■ **TUGAS YANG DIKERJAKAN**:
a – Tentukan apakah tiap pernyataan berikut sesuai dengan teks tentang proyeksi ekonomi AS. Jawab ya atau tidak untuk masing-masing, lalu kutip kata-kata penentunya dari teks. (i) The Fed memperkirakan tingkat pengangguran AS pada akhir 2014 berada di kisaran 5.9 – 6.0 persen. (ii) Penjualan kendaraan pada Agustus 2014 mencapai level tertinggi dalam 10 tahun terakhir. (iii) Nilai tukar Rupiah pada sesi perdagangan 18/9/2014 melemah 0.46 persen.
b – Terjemahkan kalimat dari teks tentang proyeksi ekonomi AS ini ke dalam bahasa Inggris: "Pelemahan ini merupakan respon paska pengumuman hasil rapat The Federal Open Market Committee (FOMC)."
c – Kutip tanpa perubahan bagian teks tentang proyeksi ekonomi AS dari "Optimisnya perkembangan ekonomi" sampai "1.9 – 2.0 persen.".

■ **TEKS YANG DISEDIAKAN**:
Optimisnya perkembangan ekonomi AS juga tercermin dari sejumlah proyeksi yang disampaikan The Fed. Dalam rilisnya paska rapat yang digelar minggu lalu, The Fed memproyeksikan pertumbuhan GDP akan meningkat di kisaran 2.6 – 3.0 persen pada tahun 2015, pada tahun 2016 di kisaran 2.6 – 2.9 persen dan pada tahun 2017 berada pada kisaran pertumbuhan 2.3 2.5 persen. Tingkat pengangguran AS juga diharapkan membaik ke kisaran 5.4 – 5.6 persen di tahun 2015 dan 5.1-5.4 persen di tahun 2016. The Fed juga memproyeksikan kisaran sukubunga pada level 3.75 persen di akhir 2017 dengan eskpektasi inflasi naik 1.9 – 2.0 persen.
Proyeksi ekonomi AS yang lebih tinggi dari proyeksi sebelumnya setelah sejumlah data ekonomi makro AS menunjukkan perkembangan yang positif. Data pengangguran AS pada pertengahan September 2014 menunjukkan penurunan sebanyak 36.000 menjadi 280.000 di akhir 13 September. Dengan tren penurunan angka pengangguran ini, The Fed memproyeksikan tingkat pengangguran di akhir 2014 berada di kisaran 5.9 – 6.0 persen atau lebih rendah dari proyeksi sebelumnya di level 6.0 – 6.1 persen. Sementara itu tingka tinflasi diperkirakanakan berada di rentang 1.5 – 1.7 persen (yoy) tahun 2014 ini. Tingkat penjualan kendaraan juga meningkat tajam sebanyak 17,5 juta di bulan Agustus 2014 atau mencapai level tertinggi dalam 8 tahun terakhir. Kestabilan tingkat permintaan dan penawaran juga tercermin dari sejumlah aktivitas ekonomi dan belanja rumah tangga dalam beberapa bulan terakhir. Kondisi ini memperkuat optimism pemulihan ekonomi AS sehingga prospek jangka panjang diperkirakan akan semakin membaik.
Sinyal pemulihan ekonomi AS yang tertuang dalam pengumuman hasil rapat komite FOMC minggu lalu ini kemudian mendorong sentiment penguatan mata uang Dollar AS (USD) terhadap mata uang negara-negara lain termasuk dengan Rupiah. Setidaknya hamper seluruh mata uang di Asia melemah terhadap USD pada sesi perdagangan minggu ketiga September 2014. Mata uang Malaysia, Korea Selatan, Filipina, Jepang, Thailand, Singapura, Taiwan dan juga Indonesia mengalami pelemahan terhadap USD. Nilai tukar Rupiah pada sesi perdagangan 18/9/2014 menembus batas psikologisnya di level Rp.12.025 per USD 1 atau melemah 0.46 persen. Pelemahan ini merupakan respon paska pengumuman hasil rapat The Federal Open Market Committee (FOMC).

Data anotasi berbasis titik:
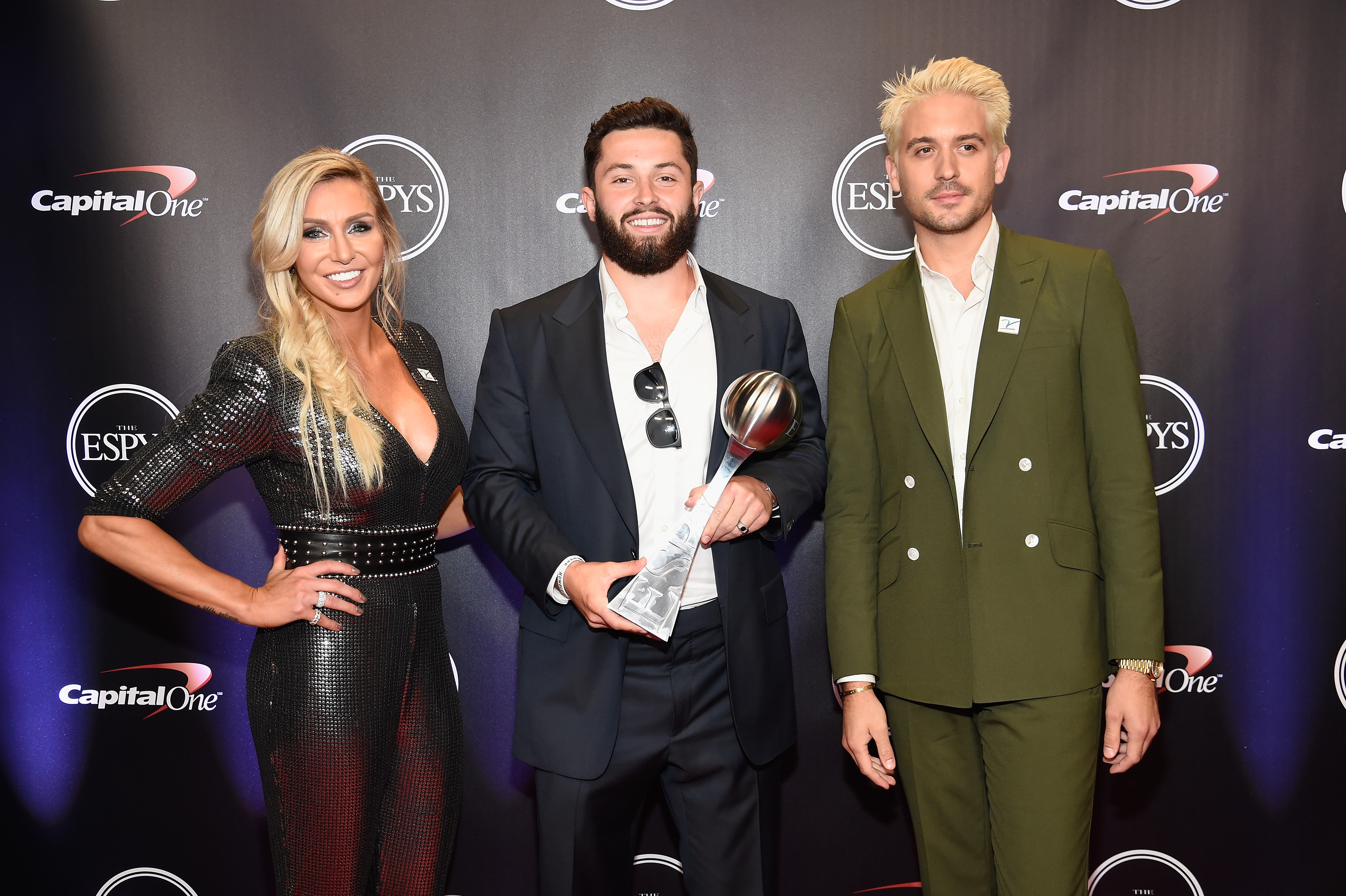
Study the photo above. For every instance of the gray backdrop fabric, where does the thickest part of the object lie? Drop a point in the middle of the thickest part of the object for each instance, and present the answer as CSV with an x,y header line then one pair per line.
x,y
142,134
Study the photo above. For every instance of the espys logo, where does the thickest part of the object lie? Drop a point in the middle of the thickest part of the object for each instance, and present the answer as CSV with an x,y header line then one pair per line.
x,y
1325,439
110,426
178,699
153,874
570,204
1176,432
863,204
412,185
1134,872
1179,201
157,204
1340,674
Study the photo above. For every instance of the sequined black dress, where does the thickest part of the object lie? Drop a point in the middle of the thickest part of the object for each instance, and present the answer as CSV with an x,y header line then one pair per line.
x,y
358,732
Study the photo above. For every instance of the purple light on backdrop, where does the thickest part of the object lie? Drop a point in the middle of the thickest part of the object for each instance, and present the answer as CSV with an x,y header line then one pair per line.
x,y
1270,634
48,642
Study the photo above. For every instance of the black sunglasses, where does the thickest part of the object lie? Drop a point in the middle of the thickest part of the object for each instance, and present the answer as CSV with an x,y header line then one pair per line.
x,y
661,428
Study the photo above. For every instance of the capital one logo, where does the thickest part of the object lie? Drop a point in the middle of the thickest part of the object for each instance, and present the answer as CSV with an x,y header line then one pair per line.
x,y
110,427
159,694
1190,683
571,204
1176,431
1143,871
1182,201
412,185
151,874
863,204
128,194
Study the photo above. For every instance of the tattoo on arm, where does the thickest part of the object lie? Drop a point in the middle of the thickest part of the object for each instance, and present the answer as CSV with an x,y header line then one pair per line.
x,y
218,613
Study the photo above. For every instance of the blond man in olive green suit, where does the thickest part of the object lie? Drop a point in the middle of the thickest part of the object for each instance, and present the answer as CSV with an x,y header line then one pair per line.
x,y
993,539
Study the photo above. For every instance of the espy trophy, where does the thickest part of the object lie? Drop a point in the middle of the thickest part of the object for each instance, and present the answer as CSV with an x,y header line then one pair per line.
x,y
761,411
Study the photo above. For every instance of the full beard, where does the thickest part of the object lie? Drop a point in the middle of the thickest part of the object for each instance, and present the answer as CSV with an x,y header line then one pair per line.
x,y
646,256
952,223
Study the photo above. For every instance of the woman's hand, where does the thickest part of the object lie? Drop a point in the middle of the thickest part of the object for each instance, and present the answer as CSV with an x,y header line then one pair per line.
x,y
293,595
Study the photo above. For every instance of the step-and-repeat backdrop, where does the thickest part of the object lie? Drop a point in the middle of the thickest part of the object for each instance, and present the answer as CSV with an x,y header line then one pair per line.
x,y
1200,142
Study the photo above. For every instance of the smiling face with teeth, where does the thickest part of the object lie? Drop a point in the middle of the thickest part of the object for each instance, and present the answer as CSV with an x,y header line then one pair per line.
x,y
641,177
341,253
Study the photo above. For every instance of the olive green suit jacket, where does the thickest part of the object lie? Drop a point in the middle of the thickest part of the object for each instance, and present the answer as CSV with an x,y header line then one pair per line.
x,y
980,617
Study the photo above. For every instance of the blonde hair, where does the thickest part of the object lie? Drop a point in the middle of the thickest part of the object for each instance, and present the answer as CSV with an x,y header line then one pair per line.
x,y
305,342
945,76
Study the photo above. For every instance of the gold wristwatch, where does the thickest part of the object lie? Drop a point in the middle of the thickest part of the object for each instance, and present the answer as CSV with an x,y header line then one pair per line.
x,y
1147,668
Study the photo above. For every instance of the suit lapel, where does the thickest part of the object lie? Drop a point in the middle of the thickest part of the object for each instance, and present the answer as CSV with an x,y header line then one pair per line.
x,y
738,350
1014,292
578,353
909,331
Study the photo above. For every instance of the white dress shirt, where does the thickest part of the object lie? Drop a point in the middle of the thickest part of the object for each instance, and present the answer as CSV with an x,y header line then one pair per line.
x,y
661,478
956,325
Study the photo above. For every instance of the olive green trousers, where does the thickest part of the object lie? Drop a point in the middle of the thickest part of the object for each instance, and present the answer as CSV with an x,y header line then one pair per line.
x,y
1001,794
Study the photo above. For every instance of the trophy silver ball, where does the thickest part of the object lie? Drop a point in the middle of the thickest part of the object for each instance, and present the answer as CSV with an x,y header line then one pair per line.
x,y
761,411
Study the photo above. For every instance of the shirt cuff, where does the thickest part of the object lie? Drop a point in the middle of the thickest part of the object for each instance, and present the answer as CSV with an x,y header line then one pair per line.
x,y
552,591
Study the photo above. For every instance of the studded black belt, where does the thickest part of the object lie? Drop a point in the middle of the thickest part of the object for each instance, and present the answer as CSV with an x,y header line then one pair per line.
x,y
388,552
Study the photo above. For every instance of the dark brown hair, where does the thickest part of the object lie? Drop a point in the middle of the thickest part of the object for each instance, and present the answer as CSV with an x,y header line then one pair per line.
x,y
649,112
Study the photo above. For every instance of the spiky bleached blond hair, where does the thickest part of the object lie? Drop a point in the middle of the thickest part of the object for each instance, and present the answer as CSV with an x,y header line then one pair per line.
x,y
945,76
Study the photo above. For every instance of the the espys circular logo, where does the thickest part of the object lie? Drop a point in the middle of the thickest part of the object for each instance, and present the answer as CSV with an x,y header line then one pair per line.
x,y
865,207
1340,674
153,874
110,426
403,170
1134,872
640,5
1174,430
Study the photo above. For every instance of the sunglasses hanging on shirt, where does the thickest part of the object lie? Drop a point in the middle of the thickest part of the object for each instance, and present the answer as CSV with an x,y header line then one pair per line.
x,y
661,428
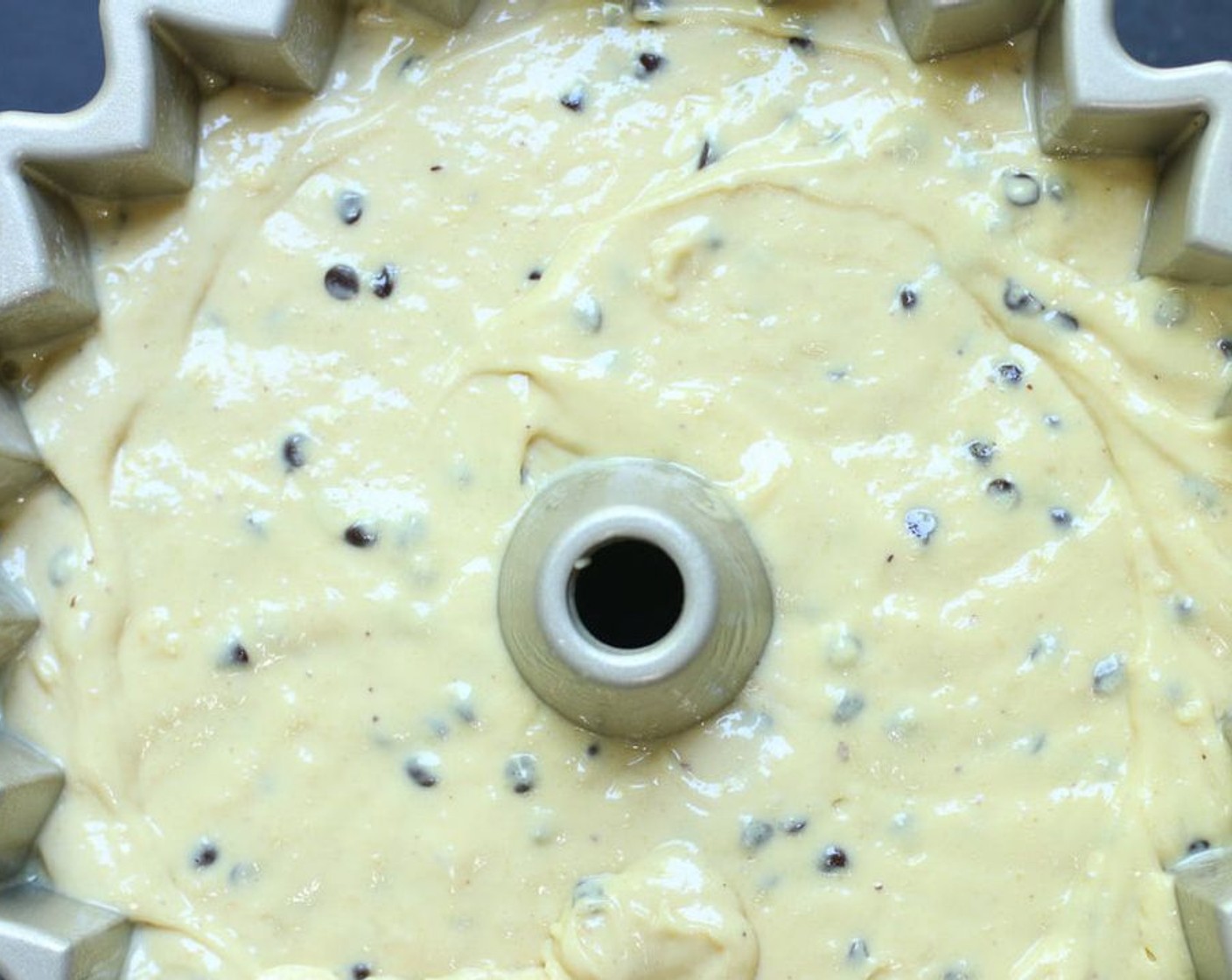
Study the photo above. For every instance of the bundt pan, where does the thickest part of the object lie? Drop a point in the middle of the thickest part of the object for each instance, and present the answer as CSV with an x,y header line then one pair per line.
x,y
138,137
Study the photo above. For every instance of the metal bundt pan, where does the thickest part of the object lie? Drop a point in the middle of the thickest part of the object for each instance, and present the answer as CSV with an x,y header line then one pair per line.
x,y
138,138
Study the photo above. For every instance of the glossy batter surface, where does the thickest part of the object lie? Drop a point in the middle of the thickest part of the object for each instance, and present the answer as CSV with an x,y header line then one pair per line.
x,y
977,452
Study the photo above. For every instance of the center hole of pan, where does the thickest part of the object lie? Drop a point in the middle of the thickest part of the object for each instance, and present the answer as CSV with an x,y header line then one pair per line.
x,y
627,593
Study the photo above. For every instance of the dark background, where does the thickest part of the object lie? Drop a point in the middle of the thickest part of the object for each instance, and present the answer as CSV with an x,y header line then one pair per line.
x,y
51,57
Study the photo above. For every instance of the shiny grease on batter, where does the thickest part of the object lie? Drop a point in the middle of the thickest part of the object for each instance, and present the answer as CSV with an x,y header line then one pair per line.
x,y
976,450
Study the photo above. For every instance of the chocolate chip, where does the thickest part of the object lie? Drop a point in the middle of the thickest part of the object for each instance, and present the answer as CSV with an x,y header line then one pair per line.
x,y
848,709
1009,373
522,772
1002,490
1020,189
360,536
647,11
205,856
754,834
981,452
1020,300
1108,676
1062,319
343,283
832,861
295,450
385,281
648,63
920,523
350,206
424,769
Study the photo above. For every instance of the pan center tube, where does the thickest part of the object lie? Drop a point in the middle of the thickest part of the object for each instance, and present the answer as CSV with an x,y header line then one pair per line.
x,y
633,598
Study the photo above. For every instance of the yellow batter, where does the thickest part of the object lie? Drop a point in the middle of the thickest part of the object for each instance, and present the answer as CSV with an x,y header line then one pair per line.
x,y
976,450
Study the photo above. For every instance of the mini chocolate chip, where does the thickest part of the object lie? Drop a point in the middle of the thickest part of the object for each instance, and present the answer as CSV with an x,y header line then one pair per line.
x,y
343,283
754,834
1020,189
205,856
920,523
1009,373
848,709
350,206
1003,490
589,889
1062,319
295,450
981,452
1108,676
647,11
360,536
707,156
522,772
832,859
648,63
424,769
1020,300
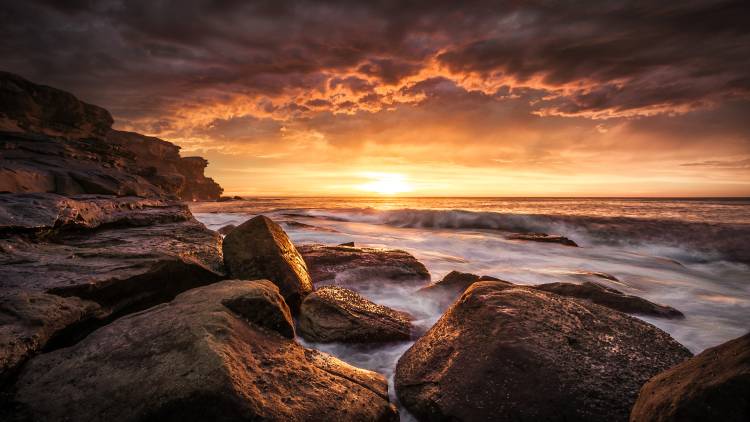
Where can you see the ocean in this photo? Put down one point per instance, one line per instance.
(692, 254)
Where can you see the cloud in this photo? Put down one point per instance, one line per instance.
(723, 164)
(566, 87)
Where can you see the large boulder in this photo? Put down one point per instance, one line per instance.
(199, 358)
(52, 142)
(71, 264)
(335, 314)
(712, 386)
(450, 287)
(611, 298)
(351, 265)
(516, 353)
(259, 248)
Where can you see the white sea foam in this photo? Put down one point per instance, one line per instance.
(712, 291)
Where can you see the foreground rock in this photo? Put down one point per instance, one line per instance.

■ **JAWABAN TIAP TUGAS**:
a –
(i) Ya: "The Fed memproyeksikan tingkat pengangguran di akhir 2014 berada di kisaran 5.9 – 6.0 persen"
(ii) Tidak: "mencapai level tertinggi dalam 8 tahun terakhir"
(iii) Ya: "Nilai tukar Rupiah pada sesi perdagangan 18/9/2014 menembus batas psikologisnya di level Rp.12.025 per USD 1 atau melemah 0.46 persen"

b – This weakening was a response following the announcement of the results of the Federal Open Market Committee (FOMC) meeting.

c –
Optimisnya perkembangan ekonomi AS juga tercermin dari sejumlah proyeksi yang disampaikan The Fed. Dalam rilisnya paska rapat yang digelar minggu lalu, The Fed memproyeksikan pertumbuhan GDP akan meningkat di kisaran 2.6 – 3.0 persen pada tahun 2015, pada tahun 2016 di kisaran 2.6 – 2.9 persen dan pada tahun 2017 berada pada kisaran pertumbuhan 2.3 2.5 persen. Tingkat pengangguran AS juga diharapkan membaik ke kisaran 5.4 – 5.6 persen di tahun 2015 dan 5.1-5.4 persen di tahun 2016. The Fed juga memproyeksikan kisaran sukubunga pada level 3.75 persen di akhir 2017 dengan eskpektasi inflasi naik 1.9 – 2.0 persen.